**WAT WORDT GEVRAAGD:** Schrijf uit de records hieronder alles over van de regel met "indicate the concrete" tot en met de regel met "column 638, row 707", ongewijzigd en zonder andere regels.

**RIJEN UIT DATASET:**
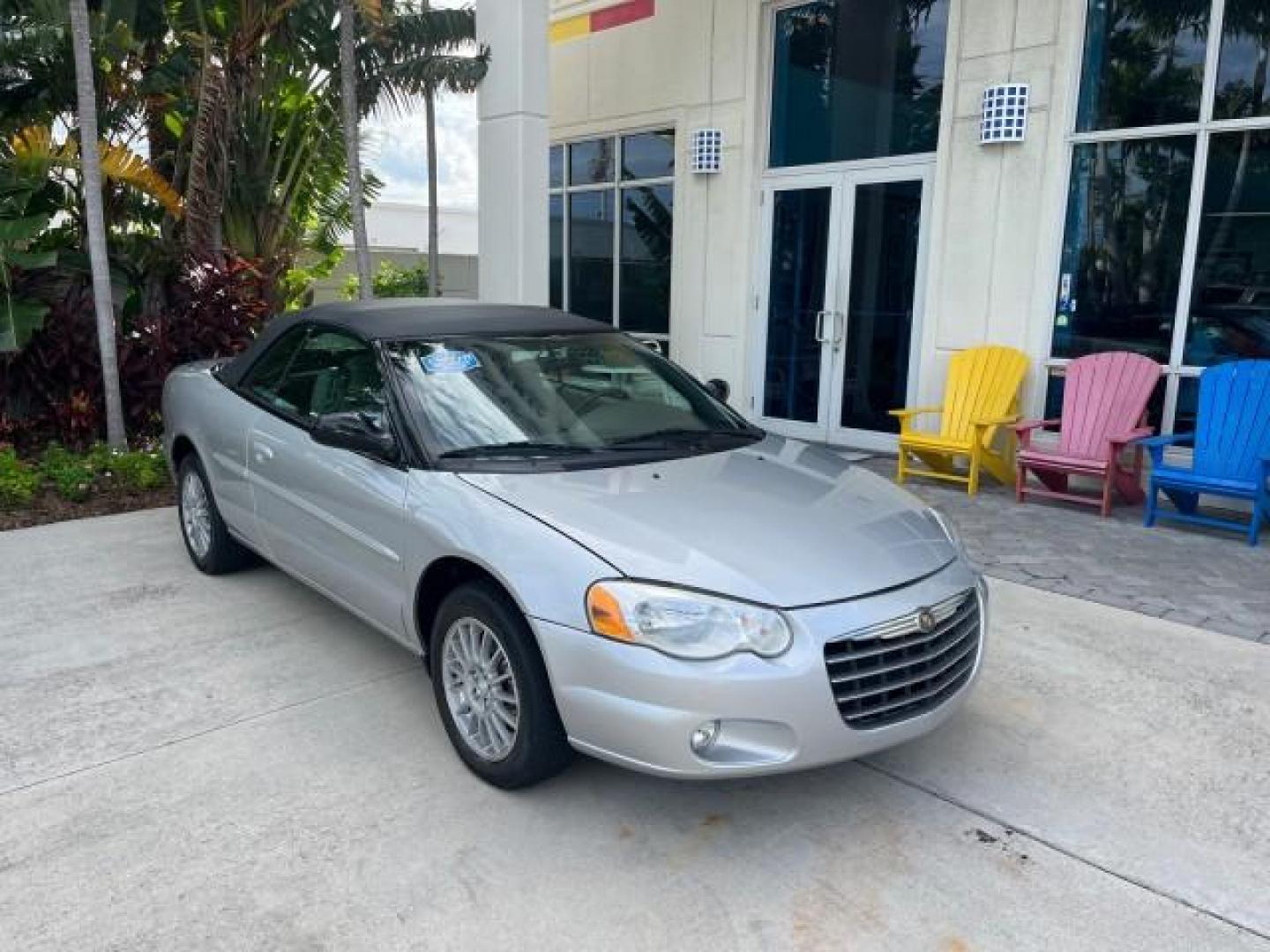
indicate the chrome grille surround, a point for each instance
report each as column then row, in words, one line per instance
column 893, row 671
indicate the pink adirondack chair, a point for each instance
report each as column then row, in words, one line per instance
column 1104, row 409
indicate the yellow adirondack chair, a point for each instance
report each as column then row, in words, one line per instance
column 981, row 398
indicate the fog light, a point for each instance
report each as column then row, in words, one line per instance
column 704, row 736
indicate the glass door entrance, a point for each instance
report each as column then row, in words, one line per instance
column 842, row 306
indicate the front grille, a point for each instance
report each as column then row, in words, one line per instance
column 894, row 671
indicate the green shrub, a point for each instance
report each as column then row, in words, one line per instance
column 71, row 476
column 392, row 280
column 138, row 469
column 18, row 481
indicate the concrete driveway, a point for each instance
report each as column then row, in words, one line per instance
column 193, row 763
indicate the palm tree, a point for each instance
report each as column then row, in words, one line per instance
column 430, row 55
column 90, row 169
column 352, row 141
column 430, row 124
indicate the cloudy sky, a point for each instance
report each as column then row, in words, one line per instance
column 395, row 149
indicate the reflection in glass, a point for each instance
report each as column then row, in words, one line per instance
column 648, row 155
column 1123, row 247
column 556, row 250
column 800, row 247
column 1241, row 75
column 1229, row 314
column 888, row 219
column 857, row 80
column 1143, row 63
column 556, row 167
column 648, row 219
column 591, row 163
column 591, row 254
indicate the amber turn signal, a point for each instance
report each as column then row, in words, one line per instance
column 606, row 614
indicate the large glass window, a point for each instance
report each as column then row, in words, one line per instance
column 612, row 221
column 856, row 79
column 1229, row 311
column 1123, row 248
column 1243, row 89
column 1147, row 264
column 1143, row 63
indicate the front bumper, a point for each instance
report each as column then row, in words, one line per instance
column 638, row 707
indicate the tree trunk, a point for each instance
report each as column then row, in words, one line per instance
column 430, row 115
column 90, row 169
column 430, row 109
column 352, row 140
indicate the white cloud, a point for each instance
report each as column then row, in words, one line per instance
column 394, row 146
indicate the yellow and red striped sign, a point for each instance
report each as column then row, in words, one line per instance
column 616, row 16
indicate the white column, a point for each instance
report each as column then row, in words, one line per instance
column 513, row 152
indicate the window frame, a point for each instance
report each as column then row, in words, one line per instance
column 1201, row 130
column 617, row 185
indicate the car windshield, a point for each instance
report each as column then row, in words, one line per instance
column 572, row 395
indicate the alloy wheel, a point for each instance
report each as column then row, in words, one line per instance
column 196, row 514
column 481, row 688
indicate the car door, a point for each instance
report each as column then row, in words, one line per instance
column 331, row 516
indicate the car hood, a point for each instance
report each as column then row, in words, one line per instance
column 781, row 522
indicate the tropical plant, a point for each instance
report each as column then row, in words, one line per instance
column 430, row 52
column 392, row 280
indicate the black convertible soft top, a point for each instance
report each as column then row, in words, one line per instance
column 406, row 317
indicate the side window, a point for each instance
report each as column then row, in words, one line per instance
column 265, row 374
column 331, row 372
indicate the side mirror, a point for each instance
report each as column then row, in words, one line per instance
column 357, row 432
column 719, row 390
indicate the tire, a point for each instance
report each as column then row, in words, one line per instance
column 478, row 620
column 207, row 539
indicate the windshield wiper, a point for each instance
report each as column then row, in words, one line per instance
column 522, row 447
column 681, row 435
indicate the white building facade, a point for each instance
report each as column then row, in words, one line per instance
column 857, row 231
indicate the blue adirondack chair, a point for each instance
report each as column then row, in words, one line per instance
column 1232, row 450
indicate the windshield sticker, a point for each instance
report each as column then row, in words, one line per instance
column 450, row 362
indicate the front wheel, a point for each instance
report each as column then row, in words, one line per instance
column 207, row 539
column 493, row 692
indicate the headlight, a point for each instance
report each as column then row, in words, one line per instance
column 684, row 623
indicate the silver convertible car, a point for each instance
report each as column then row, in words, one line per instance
column 589, row 550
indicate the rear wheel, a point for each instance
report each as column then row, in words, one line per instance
column 207, row 539
column 493, row 692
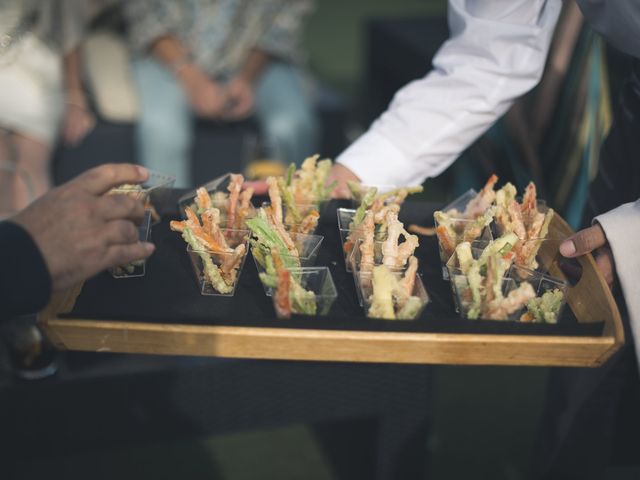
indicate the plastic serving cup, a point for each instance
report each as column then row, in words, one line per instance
column 308, row 247
column 135, row 269
column 355, row 261
column 218, row 184
column 459, row 225
column 289, row 223
column 367, row 290
column 320, row 282
column 157, row 186
column 234, row 238
column 345, row 216
column 380, row 188
column 541, row 283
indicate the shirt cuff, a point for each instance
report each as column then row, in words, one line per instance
column 622, row 228
column 376, row 161
column 25, row 282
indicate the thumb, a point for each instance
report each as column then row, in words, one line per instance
column 583, row 242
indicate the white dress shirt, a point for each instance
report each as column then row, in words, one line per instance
column 622, row 228
column 496, row 53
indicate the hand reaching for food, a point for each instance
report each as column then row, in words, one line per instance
column 81, row 231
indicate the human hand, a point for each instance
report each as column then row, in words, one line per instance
column 207, row 98
column 80, row 231
column 341, row 174
column 78, row 122
column 592, row 240
column 239, row 98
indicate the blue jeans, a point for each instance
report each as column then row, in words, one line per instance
column 164, row 134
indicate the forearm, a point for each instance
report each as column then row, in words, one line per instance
column 622, row 228
column 74, row 90
column 496, row 53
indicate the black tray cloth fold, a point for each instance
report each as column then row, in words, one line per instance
column 168, row 293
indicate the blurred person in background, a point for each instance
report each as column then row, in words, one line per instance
column 219, row 60
column 30, row 102
column 41, row 91
column 73, row 232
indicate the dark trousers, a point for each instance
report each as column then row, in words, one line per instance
column 591, row 419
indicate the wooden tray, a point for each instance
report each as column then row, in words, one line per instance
column 590, row 301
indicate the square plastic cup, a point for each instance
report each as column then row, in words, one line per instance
column 289, row 222
column 319, row 281
column 542, row 284
column 189, row 199
column 357, row 266
column 157, row 185
column 308, row 247
column 541, row 206
column 345, row 216
column 135, row 269
column 459, row 226
column 462, row 293
column 218, row 258
column 218, row 184
column 367, row 291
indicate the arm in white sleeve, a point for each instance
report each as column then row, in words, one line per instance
column 622, row 228
column 496, row 53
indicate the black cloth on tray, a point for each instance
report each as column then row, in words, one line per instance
column 168, row 293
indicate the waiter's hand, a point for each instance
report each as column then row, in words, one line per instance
column 80, row 231
column 592, row 240
column 341, row 174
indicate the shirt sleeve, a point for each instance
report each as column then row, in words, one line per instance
column 25, row 283
column 622, row 228
column 496, row 52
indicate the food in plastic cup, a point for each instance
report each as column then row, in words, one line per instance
column 307, row 246
column 319, row 281
column 217, row 189
column 229, row 266
column 357, row 266
column 418, row 291
column 289, row 222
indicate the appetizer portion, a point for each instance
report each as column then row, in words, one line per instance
column 308, row 185
column 272, row 243
column 155, row 190
column 384, row 211
column 233, row 203
column 303, row 291
column 385, row 195
column 528, row 220
column 297, row 218
column 487, row 285
column 217, row 254
column 392, row 295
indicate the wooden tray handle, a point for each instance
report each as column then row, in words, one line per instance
column 590, row 299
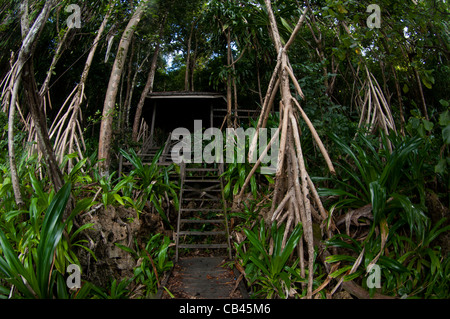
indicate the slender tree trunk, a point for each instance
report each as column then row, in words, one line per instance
column 149, row 84
column 147, row 89
column 25, row 54
column 12, row 154
column 188, row 60
column 422, row 96
column 229, row 88
column 35, row 103
column 110, row 99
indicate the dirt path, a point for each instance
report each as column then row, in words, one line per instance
column 203, row 278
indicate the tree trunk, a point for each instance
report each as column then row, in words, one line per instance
column 25, row 53
column 147, row 89
column 35, row 103
column 149, row 84
column 188, row 60
column 106, row 124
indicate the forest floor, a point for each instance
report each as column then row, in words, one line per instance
column 203, row 278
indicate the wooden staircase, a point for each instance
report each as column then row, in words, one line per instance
column 202, row 218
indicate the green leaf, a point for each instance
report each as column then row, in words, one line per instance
column 340, row 271
column 444, row 118
column 444, row 103
column 428, row 125
column 51, row 233
column 378, row 200
column 446, row 134
column 392, row 264
column 335, row 258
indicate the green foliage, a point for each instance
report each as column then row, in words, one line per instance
column 153, row 261
column 37, row 269
column 270, row 272
column 152, row 181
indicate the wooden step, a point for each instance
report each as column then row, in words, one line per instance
column 201, row 210
column 201, row 169
column 201, row 180
column 202, row 246
column 201, row 233
column 201, row 199
column 201, row 221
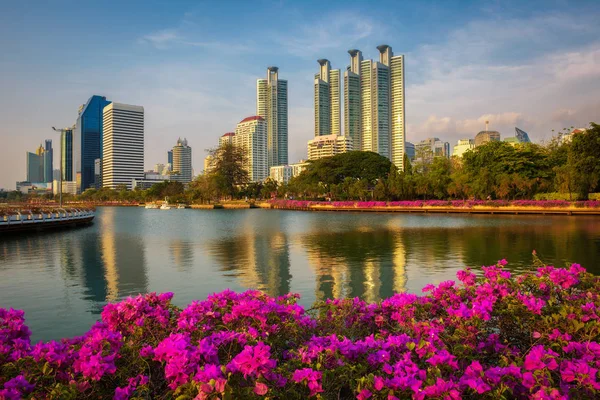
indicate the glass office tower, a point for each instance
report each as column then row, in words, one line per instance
column 87, row 141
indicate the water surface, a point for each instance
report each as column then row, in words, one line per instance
column 63, row 278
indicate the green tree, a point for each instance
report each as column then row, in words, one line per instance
column 584, row 159
column 320, row 176
column 228, row 168
column 269, row 188
column 203, row 189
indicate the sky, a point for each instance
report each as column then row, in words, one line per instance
column 193, row 65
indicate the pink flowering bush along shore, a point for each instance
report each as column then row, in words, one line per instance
column 294, row 204
column 487, row 336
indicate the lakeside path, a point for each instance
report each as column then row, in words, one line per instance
column 542, row 208
column 518, row 207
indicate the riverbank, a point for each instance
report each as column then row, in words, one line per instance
column 486, row 336
column 539, row 207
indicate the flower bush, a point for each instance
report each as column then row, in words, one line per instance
column 295, row 204
column 490, row 335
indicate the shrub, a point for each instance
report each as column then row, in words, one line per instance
column 490, row 336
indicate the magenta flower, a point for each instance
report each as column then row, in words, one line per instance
column 311, row 378
column 260, row 389
column 253, row 361
column 540, row 358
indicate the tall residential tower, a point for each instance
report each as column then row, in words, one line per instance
column 182, row 161
column 122, row 145
column 374, row 104
column 352, row 99
column 272, row 105
column 327, row 100
column 87, row 141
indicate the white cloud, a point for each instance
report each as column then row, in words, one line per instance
column 161, row 39
column 453, row 87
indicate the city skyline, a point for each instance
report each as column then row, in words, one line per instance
column 175, row 61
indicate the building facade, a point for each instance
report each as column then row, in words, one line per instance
column 429, row 148
column 227, row 138
column 251, row 136
column 66, row 154
column 272, row 106
column 48, row 161
column 486, row 136
column 374, row 103
column 182, row 161
column 327, row 100
column 208, row 163
column 409, row 149
column 520, row 137
column 123, row 145
column 35, row 166
column 327, row 146
column 283, row 173
column 463, row 146
column 87, row 141
column 352, row 104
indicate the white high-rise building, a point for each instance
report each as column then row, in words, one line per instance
column 327, row 146
column 122, row 145
column 327, row 100
column 251, row 136
column 374, row 104
column 272, row 105
column 352, row 109
column 463, row 146
column 182, row 161
column 226, row 138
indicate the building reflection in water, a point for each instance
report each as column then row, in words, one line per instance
column 365, row 262
column 115, row 266
column 182, row 254
column 258, row 259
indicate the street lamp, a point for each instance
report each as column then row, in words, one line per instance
column 62, row 132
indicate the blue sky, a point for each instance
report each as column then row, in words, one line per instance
column 193, row 65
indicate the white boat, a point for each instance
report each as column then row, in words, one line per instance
column 166, row 205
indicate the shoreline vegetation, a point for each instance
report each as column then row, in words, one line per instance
column 543, row 207
column 489, row 335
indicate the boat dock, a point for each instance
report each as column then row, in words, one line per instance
column 21, row 220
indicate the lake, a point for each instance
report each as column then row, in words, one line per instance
column 62, row 279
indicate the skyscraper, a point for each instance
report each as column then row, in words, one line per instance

**ANTWOORD:**
indicate the concrete driveway, a point for each instance
report each as column then row, in words, one line per instance
column 193, row 763
indicate the palm tree, a point for each instance
report each as column then row, in words, one line per instance
column 430, row 55
column 90, row 169
column 352, row 141
column 430, row 124
indicate the cloudy sky, a point for each instance
report each as column then row, in words, one line per instance
column 395, row 149
indicate the reflection in glass, a point for each instance
report each as column then row, in words, one line per instance
column 648, row 155
column 1123, row 247
column 556, row 250
column 800, row 247
column 1241, row 75
column 1229, row 314
column 888, row 219
column 857, row 80
column 1143, row 63
column 556, row 167
column 648, row 219
column 591, row 163
column 591, row 254
indicate the amber turn signal, a point for each instance
report each as column then row, in words, one line per instance
column 606, row 614
indicate the large glass window, a point for each instance
report each as column then row, in words, one line per instance
column 612, row 221
column 856, row 79
column 1229, row 311
column 1123, row 248
column 1243, row 89
column 1147, row 264
column 1143, row 63
indicate the front bumper, a point for each instance
report each as column then row, in words, one line per instance
column 638, row 707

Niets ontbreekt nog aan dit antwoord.